— Exercise task —
Write out the entries again, switching each "bush" to "shrub" and leaving everything else unchanged.

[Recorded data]
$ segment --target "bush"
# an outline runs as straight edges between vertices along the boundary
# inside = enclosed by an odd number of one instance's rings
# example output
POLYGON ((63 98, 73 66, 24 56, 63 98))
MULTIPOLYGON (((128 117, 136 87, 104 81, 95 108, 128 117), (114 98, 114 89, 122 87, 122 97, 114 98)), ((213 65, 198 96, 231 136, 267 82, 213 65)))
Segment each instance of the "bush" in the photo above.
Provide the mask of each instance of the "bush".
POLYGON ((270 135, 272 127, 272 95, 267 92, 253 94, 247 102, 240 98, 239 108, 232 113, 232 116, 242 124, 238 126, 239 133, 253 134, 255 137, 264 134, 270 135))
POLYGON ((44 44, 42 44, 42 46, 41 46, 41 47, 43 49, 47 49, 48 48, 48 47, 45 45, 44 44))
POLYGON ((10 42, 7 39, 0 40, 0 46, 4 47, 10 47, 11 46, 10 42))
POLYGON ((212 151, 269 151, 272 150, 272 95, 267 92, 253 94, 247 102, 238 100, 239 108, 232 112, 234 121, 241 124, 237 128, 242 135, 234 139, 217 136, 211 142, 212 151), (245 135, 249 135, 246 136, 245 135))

— Exercise output —
$ segment --target "shrub"
# an outline runs as straight edges between vertices along the boundary
# inside = enclosed by an odd number of one instance's rings
# example output
POLYGON ((63 98, 73 66, 24 56, 63 98))
MULTIPOLYGON (((128 117, 136 87, 104 81, 95 108, 128 117), (114 98, 114 89, 122 87, 122 97, 114 98)), ((213 65, 198 96, 231 136, 267 82, 213 65)))
Segment each instance of the "shrub" in the photo above.
Provide the mask of each instance of the "shrub".
POLYGON ((270 135, 272 127, 272 95, 267 92, 253 94, 247 102, 240 98, 239 108, 232 113, 232 116, 242 124, 238 126, 239 133, 253 134, 255 137, 264 134, 270 135))
POLYGON ((44 44, 42 44, 42 46, 41 46, 41 47, 43 49, 47 49, 48 48, 48 47, 45 45, 44 44))
POLYGON ((10 42, 7 39, 0 40, 0 46, 4 47, 10 47, 11 46, 10 42))
POLYGON ((212 151, 269 151, 272 150, 272 95, 267 92, 253 94, 247 102, 238 100, 239 108, 232 112, 234 121, 241 124, 237 128, 242 135, 234 139, 217 136, 211 142, 212 151), (245 135, 249 135, 246 136, 245 135))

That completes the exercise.